Stored entries:
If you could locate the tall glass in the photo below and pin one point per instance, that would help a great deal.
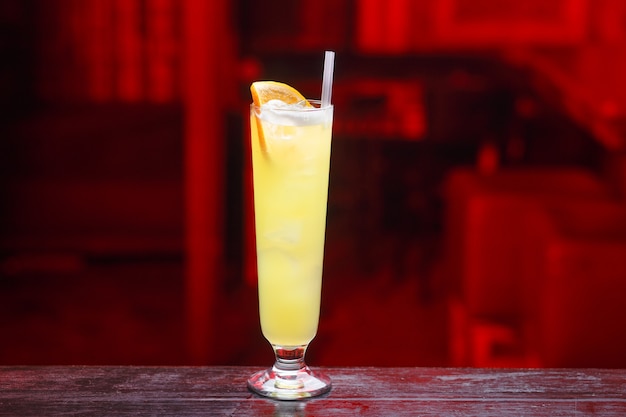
(290, 163)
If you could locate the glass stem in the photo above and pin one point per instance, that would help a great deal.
(288, 366)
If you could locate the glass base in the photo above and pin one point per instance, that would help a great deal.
(290, 378)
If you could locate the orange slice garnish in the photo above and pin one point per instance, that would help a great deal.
(265, 91)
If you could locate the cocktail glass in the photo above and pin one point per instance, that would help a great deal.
(290, 164)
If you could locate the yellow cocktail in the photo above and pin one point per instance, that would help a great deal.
(290, 160)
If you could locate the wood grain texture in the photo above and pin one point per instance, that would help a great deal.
(221, 391)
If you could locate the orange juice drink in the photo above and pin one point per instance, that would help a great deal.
(291, 158)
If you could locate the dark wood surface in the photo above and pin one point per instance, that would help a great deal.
(221, 391)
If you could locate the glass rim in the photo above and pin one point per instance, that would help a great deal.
(315, 102)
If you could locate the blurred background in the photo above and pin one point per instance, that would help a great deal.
(476, 202)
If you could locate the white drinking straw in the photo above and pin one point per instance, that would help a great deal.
(327, 79)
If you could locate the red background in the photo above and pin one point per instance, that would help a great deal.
(476, 213)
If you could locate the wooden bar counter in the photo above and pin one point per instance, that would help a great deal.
(221, 391)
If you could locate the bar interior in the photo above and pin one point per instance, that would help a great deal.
(476, 216)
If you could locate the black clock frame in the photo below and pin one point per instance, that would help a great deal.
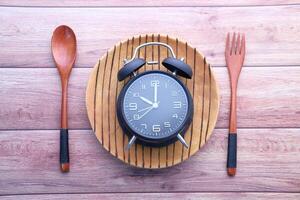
(151, 141)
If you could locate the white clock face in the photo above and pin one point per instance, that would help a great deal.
(155, 105)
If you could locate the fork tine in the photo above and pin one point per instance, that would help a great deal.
(237, 48)
(243, 45)
(232, 44)
(227, 49)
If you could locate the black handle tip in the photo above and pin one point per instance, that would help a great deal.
(64, 150)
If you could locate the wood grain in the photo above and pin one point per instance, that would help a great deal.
(266, 98)
(167, 196)
(106, 122)
(118, 3)
(271, 40)
(268, 160)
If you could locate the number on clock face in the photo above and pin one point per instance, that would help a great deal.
(155, 105)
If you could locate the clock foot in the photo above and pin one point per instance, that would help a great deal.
(181, 139)
(131, 141)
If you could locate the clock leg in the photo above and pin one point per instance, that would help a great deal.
(181, 139)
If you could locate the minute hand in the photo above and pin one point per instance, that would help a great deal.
(146, 112)
(146, 100)
(155, 93)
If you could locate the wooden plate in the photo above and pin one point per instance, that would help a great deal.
(103, 89)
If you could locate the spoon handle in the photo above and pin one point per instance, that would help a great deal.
(64, 134)
(64, 150)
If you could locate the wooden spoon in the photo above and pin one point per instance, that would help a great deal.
(63, 45)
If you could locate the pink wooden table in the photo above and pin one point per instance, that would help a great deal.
(268, 107)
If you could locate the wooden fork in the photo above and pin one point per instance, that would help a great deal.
(234, 54)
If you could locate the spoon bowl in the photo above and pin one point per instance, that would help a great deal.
(64, 49)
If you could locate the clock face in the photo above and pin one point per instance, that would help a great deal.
(155, 105)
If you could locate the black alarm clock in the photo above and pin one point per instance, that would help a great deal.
(155, 108)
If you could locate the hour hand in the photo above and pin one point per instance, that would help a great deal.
(146, 100)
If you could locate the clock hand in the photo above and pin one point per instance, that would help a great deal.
(146, 112)
(155, 93)
(148, 107)
(146, 100)
(145, 109)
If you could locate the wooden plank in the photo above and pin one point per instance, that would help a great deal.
(271, 33)
(120, 3)
(267, 97)
(167, 196)
(268, 160)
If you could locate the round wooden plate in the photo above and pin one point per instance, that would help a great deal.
(103, 89)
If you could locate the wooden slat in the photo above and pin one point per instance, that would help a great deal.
(271, 32)
(118, 3)
(268, 160)
(267, 97)
(167, 196)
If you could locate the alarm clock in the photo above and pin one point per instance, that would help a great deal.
(155, 108)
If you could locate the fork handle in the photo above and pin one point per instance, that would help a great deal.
(231, 154)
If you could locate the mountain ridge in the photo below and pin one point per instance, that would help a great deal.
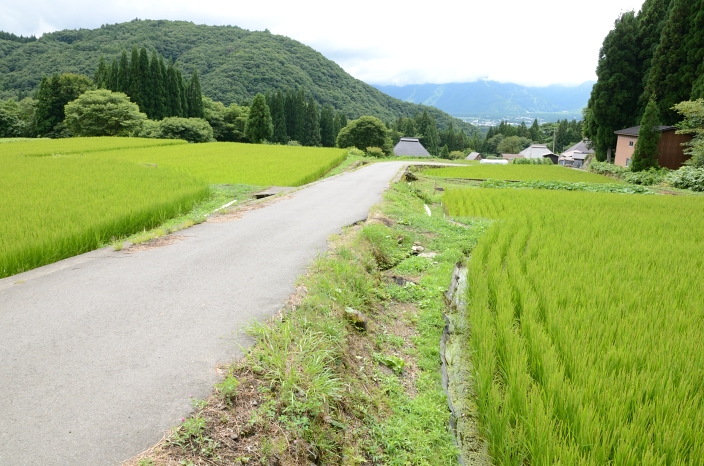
(491, 98)
(234, 64)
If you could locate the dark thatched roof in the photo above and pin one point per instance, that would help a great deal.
(410, 147)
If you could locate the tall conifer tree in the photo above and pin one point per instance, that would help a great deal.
(327, 129)
(645, 155)
(614, 98)
(311, 124)
(259, 127)
(673, 69)
(195, 98)
(123, 76)
(278, 118)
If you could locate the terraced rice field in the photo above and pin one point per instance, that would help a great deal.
(59, 198)
(227, 162)
(587, 318)
(520, 173)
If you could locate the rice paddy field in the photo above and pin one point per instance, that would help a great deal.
(520, 173)
(59, 198)
(587, 318)
(228, 162)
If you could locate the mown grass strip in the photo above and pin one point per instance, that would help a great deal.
(585, 313)
(520, 173)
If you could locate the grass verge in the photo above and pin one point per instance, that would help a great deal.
(220, 195)
(349, 372)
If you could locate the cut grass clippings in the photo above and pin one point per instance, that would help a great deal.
(317, 388)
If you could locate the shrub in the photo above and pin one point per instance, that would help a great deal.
(190, 129)
(687, 178)
(541, 161)
(375, 152)
(605, 168)
(353, 151)
(646, 177)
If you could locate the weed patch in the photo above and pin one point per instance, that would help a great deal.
(318, 389)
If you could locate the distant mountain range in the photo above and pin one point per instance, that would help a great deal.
(494, 99)
(233, 64)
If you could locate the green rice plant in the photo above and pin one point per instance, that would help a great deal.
(57, 207)
(520, 173)
(59, 147)
(586, 324)
(228, 162)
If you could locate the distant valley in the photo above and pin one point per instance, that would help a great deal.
(490, 100)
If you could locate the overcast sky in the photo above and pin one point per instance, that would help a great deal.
(536, 42)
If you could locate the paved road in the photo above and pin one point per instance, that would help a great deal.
(99, 354)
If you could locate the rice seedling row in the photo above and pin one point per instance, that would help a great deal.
(586, 318)
(59, 198)
(57, 207)
(226, 162)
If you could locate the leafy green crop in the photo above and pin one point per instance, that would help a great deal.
(519, 173)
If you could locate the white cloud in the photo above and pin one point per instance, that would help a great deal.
(532, 43)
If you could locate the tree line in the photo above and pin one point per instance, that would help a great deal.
(655, 55)
(158, 89)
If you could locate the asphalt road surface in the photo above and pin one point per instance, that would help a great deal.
(100, 354)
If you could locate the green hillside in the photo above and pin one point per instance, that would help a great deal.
(234, 64)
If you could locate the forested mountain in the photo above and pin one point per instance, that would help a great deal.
(233, 64)
(655, 54)
(491, 98)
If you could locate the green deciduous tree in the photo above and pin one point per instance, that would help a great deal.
(366, 131)
(103, 113)
(54, 93)
(259, 126)
(693, 123)
(645, 155)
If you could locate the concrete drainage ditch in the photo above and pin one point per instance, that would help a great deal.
(458, 374)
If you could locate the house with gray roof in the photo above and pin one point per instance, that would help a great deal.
(410, 147)
(538, 151)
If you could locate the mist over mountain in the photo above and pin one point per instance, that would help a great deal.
(234, 64)
(494, 99)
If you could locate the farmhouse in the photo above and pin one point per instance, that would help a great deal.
(538, 151)
(510, 157)
(670, 151)
(575, 155)
(410, 147)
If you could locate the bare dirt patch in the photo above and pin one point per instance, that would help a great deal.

- _Work request_
The pictures stay out of the copy. Set down the entries above precisely.

- _Solution to the problem_
If you could locate the tall glass in the photo below and pin one point per instance, that would help a great deal.
(290, 163)
If you could locate the glass stem in the photo above and pin one point per instance, that would help a great deal.
(288, 366)
If you could locate the glass base in the photo above and pin one point per instance, that would help a great deal.
(290, 378)
If you could locate the orange slice garnish in the photo above and pin one point per instance, that would help a great deal.
(265, 91)
If you could locate the cocktail glass in the photo above and pin one point per instance, that would help a great deal.
(290, 164)
If you could locate the yellow cocktail in the photo above and pin one point per instance, that would help a great deal.
(290, 160)
If you could locate the wood grain texture in the photo above and pin one point per instance, that would help a great deal.
(221, 391)
If you could locate the orange juice drink in the photo above and pin one point per instance, that would help a great deal.
(291, 158)
If you could locate the dark wood surface in the photo above and pin one point per instance, that would help a great deal.
(221, 391)
If you could locate the glass rim in the photo above and pin one point per instance, that would help a great deal.
(315, 102)
If you could locate the blurred background in the photo above and pin one point per instance, that would help a great deal.
(476, 202)
If you could locate the white drinking straw in the photo above and pin one point per instance, that would help a great deal.
(327, 79)
If you could locate the red background in the photo above and pin one point per instance, that would help a great deal.
(476, 213)
If you could locate the wooden bar counter in the photo above and pin one point per instance, that would help a great deal.
(221, 391)
If you could locate the bar interior in the photo above and pin one point per instance, that would help a great deal.
(476, 216)
If you could locate the black clock frame in the photo below and pin one point per instance, that would help a great deal.
(151, 141)
If you could locate the white clock face in the photo above and pin one point per instance, that would help a great deal.
(155, 105)
If you could locate the fork tine in the photo above and pin one point per instance, that would help a great deal.
(237, 48)
(243, 45)
(232, 44)
(227, 49)
If you could locate the black handle tip in the photo above and pin one point per instance, that would help a great deal.
(64, 150)
If you could locate the wood grain in the photo above and pin one point per instance, that would help a great deal.
(266, 98)
(167, 196)
(106, 122)
(118, 3)
(271, 40)
(268, 160)
If you could locate the number on clock face in the photo above and pin one point per instance, that would help a great deal.
(155, 105)
If you could locate the clock foot in the photo above and pin one point per instance, that would help a great deal.
(181, 139)
(131, 141)
If you could locate the clock leg in the photo above and pin one point per instance, that would help a great deal.
(181, 139)
If you could locate the minute hand in the photo above and pin one point per instance, that would help a great deal.
(146, 112)
(146, 100)
(155, 93)
If you could locate the wooden plate in the photo above and pin one point per instance, that would help a great deal.
(103, 89)
If you could locate the spoon handle in the photo above and pin one point per instance, that would help a great deal.
(64, 134)
(64, 150)
If you could locate the wooden spoon in the photo above and pin one point per instance, that would help a great deal.
(63, 45)
If you could locate the pink wooden table in the photo above and pin one point per instance, that would help a great deal.
(268, 107)
If you could locate the wooden fork in the photo above and pin one point per instance, that would help a great deal.
(234, 54)
If you could locate the spoon bowl in the photo above and pin one point per instance, that would help a great deal.
(64, 49)
If you could locate the clock face in the photo above and pin one point per instance, that would help a great deal.
(155, 105)
If you could locate the black alarm clock in the photo above and pin one point per instance, that would help a great deal.
(155, 108)
If you could locate the hour hand in the photo above and pin one point per instance, that would help a great deal.
(146, 100)
If you could locate the clock hand in the photo above and pin one point per instance, that would help a great deal.
(146, 112)
(155, 93)
(148, 107)
(146, 100)
(145, 109)
If you could locate the wooden plank in the photo above and pin one point per instance, that would help a great deal.
(271, 33)
(120, 3)
(267, 97)
(167, 196)
(268, 160)
If you could locate the round wooden plate in the photo above and pin one point per instance, that would help a great deal.
(103, 89)
If you could locate the wooden slat in the photo above and pin one point per instance, that would help a great deal.
(271, 32)
(118, 3)
(268, 160)
(267, 97)
(167, 196)
If you could locate the alarm clock in the photo above and pin one point per instance, that would help a great deal.
(155, 108)
If you could locate the fork handle in the photo above and pin one point per instance, that would help a great deal.
(231, 154)
If you could locate the mountain ridge in the photo below and pin one point per instance, that would help a great deal.
(491, 98)
(234, 64)
If you could locate the dark thatched roof in the photo above and pin one point per instance, that would help a great deal.
(410, 147)
If you could locate the tall conifer tree in the photo above and pin one point per instance, that would help a great deal.
(327, 129)
(645, 155)
(614, 98)
(311, 124)
(259, 127)
(673, 69)
(195, 98)
(123, 76)
(278, 118)
If you could locate the terraced rice field in the photo above and pin one point per instance, that would help a great deal.
(59, 198)
(227, 162)
(587, 318)
(520, 173)
If you could locate the rice paddy field in the photo above and pin one point per instance, that would help a great deal.
(520, 173)
(59, 198)
(587, 318)
(228, 162)
If you could locate the mown grass strip in the photo above and pin one point per instance, that would help a great deal.
(585, 313)
(520, 173)
If you could locate the grass verge in the photo above and pin one point per instance, that would help a great deal.
(220, 195)
(349, 372)
If you could locate the cut grass clippings in the photo above and pin one point per instance, that would help a great deal.
(317, 388)
If you could locate the shrub in the photo above and pin one point per instance, that would help a great deal.
(190, 129)
(687, 178)
(541, 161)
(375, 152)
(605, 168)
(353, 151)
(646, 177)
If you could locate the weed patch in the photo above and pin one point per instance, that would help a great deal.
(318, 389)
If you could locate the distant mountain range in the photo above and pin one point per instance, that would help a great deal.
(494, 99)
(233, 64)
If you could locate the green rice plant in the photo above and pin one point per instance, that would help a great deal.
(57, 207)
(520, 173)
(59, 147)
(586, 324)
(228, 162)
If you could locate the distant valley in the photo above and pin one point per instance, that would help a great deal.
(490, 100)
If you could locate the overcast sky in the photo above and pin one point per instance, that would help a great deal.
(536, 42)
If you could locate the paved road in the photo above and pin one point per instance, that would help a great deal.
(99, 354)
If you could locate the rice seedling row in the photo above and pin one point per instance, that would help a great deal.
(586, 318)
(59, 198)
(57, 207)
(226, 162)
If you could locate the leafy green crop in the photo above and pin one point per instance, that would help a great deal.
(519, 173)
If you could locate the white cloud in the photo above and pin one point per instance, that would help a great deal.
(532, 43)
If you could locate the tree line in the photo above and pin one point per instance, that would help a great deal.
(655, 55)
(158, 89)
If you could locate the asphalt road surface in the photo above and pin one point per instance, that would help a great deal.
(100, 354)
If you could locate the green hillside in the photo above and pin one point per instance, that would help a great deal.
(234, 64)
If you could locate the forested mountain in the photo above and pin one point per instance, that would help a great deal.
(233, 64)
(655, 54)
(491, 98)
If you could locate the green deciduous tree in the photo above and pin one point per instance, that would help a great deal.
(366, 131)
(103, 113)
(54, 93)
(259, 126)
(693, 123)
(645, 155)
If you could locate the concrete drainage ditch in the photo above and pin one point per instance, that would help a great deal.
(458, 374)
If you could locate the house with gray roof in the photo above and pin one point per instance, that would help a great deal.
(410, 147)
(538, 151)
If you could locate the mist over mountain in the photo above and pin one point per instance, that would help a great deal.
(234, 64)
(494, 99)
If you could locate the farmhouse in the photo above and pin one point per instance, that would help a great deal.
(538, 151)
(510, 157)
(670, 151)
(575, 155)
(410, 147)
If you could locate the bare dirt patch in the photo above and pin one point per instance, that would help a great deal.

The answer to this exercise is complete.